[Data extracted from a collection]
+===+
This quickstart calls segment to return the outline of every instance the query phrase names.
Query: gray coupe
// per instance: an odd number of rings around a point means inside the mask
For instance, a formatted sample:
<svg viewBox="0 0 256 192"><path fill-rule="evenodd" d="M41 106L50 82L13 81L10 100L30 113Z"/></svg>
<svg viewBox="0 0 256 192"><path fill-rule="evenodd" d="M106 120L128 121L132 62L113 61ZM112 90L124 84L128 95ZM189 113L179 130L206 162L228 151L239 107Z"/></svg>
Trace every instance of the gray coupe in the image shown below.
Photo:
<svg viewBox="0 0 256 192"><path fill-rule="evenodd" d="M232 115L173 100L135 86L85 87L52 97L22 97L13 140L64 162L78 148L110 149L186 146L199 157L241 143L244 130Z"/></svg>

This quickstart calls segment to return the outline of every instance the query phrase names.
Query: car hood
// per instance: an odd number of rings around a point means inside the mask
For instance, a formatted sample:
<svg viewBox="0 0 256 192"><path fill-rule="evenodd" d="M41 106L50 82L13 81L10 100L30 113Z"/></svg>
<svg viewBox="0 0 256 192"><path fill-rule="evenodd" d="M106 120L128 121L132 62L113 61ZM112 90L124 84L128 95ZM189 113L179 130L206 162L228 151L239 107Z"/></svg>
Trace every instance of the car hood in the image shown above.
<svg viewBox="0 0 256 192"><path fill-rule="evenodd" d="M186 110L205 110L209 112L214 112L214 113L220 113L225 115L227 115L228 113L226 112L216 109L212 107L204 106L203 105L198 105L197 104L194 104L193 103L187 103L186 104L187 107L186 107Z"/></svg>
+===+
» **Exercise aim**: Copy all the records above exactly, missing none.

» **Reply to the task**:
This quickstart calls segment to return the outline of every instance the query phrase names.
Query: gray coupe
// per instance: an odd number of rings around a point means inside the mask
For instance, a formatted sample:
<svg viewBox="0 0 256 192"><path fill-rule="evenodd" d="M41 106L50 82L13 81L10 100L30 113Z"/></svg>
<svg viewBox="0 0 256 192"><path fill-rule="evenodd" d="M106 120L128 121L132 62L113 61ZM112 90L124 84L128 95ZM189 113L179 130L206 162L228 151L239 107Z"/></svg>
Trace every instance of the gray coupe in the image shown below.
Photo:
<svg viewBox="0 0 256 192"><path fill-rule="evenodd" d="M232 115L173 100L135 86L85 87L52 97L22 97L13 140L64 162L78 148L110 149L186 146L199 157L241 143L244 130Z"/></svg>

This quickstart calls segment to return the outline of every instance the query phrase names.
Query: car hood
// per instance: an odd number of rings around a point means inside the mask
For instance, a formatted sample:
<svg viewBox="0 0 256 192"><path fill-rule="evenodd" d="M41 106L50 82L13 81L10 100L30 113Z"/></svg>
<svg viewBox="0 0 256 192"><path fill-rule="evenodd" d="M106 120L128 121L132 62L113 61ZM112 90L124 84L128 95ZM189 113L179 130L206 162L228 151L239 107Z"/></svg>
Trace every instance of the car hood in the image shown above.
<svg viewBox="0 0 256 192"><path fill-rule="evenodd" d="M186 110L205 110L209 112L214 112L214 113L220 113L225 115L227 115L228 113L226 112L216 109L212 107L204 106L203 105L198 105L197 104L194 104L193 103L187 103L186 104L187 107L186 107Z"/></svg>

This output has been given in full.